INFORMATION SUPPLIED:
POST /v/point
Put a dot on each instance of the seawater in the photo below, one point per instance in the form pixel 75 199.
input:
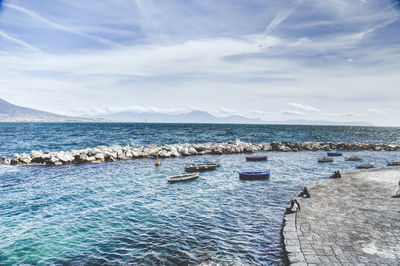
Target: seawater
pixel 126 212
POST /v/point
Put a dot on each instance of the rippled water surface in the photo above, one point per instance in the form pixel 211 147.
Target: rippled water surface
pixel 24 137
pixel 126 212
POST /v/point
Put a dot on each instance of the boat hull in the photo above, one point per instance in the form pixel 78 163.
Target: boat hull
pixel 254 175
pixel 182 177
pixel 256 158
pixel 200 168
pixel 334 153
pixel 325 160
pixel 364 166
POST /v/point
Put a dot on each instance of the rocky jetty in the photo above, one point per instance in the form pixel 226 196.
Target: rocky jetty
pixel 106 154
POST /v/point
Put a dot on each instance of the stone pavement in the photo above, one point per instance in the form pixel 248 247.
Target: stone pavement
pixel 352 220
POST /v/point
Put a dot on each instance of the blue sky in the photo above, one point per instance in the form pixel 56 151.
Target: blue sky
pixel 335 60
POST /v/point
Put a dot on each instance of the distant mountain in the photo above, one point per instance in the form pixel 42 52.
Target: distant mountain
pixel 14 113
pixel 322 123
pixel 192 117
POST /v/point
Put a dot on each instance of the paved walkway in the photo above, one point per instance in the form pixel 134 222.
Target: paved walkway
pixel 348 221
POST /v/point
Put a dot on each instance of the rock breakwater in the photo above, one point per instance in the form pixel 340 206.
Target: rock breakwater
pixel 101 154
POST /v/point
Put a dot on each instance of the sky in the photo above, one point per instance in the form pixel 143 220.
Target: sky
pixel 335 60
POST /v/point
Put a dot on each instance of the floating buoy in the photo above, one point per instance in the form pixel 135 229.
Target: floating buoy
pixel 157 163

---

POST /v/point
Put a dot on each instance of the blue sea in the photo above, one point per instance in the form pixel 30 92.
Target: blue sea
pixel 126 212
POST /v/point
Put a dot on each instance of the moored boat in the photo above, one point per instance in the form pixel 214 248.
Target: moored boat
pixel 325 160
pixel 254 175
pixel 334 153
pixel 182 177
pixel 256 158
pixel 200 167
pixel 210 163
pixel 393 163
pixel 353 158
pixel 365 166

...

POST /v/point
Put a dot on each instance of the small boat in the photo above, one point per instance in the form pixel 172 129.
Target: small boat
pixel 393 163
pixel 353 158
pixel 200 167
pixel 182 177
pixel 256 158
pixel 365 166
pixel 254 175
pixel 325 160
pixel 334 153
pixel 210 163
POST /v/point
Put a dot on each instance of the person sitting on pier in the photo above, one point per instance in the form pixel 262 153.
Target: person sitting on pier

WRITTEN EXERCISE: Extract every line in the records above that contains the word "jetty".

OUTPUT FOR THIS TASK:
Put a dot on each instance of the rocky jetty in the photo above, one point per instance in the form pixel 226 196.
Target: rocky jetty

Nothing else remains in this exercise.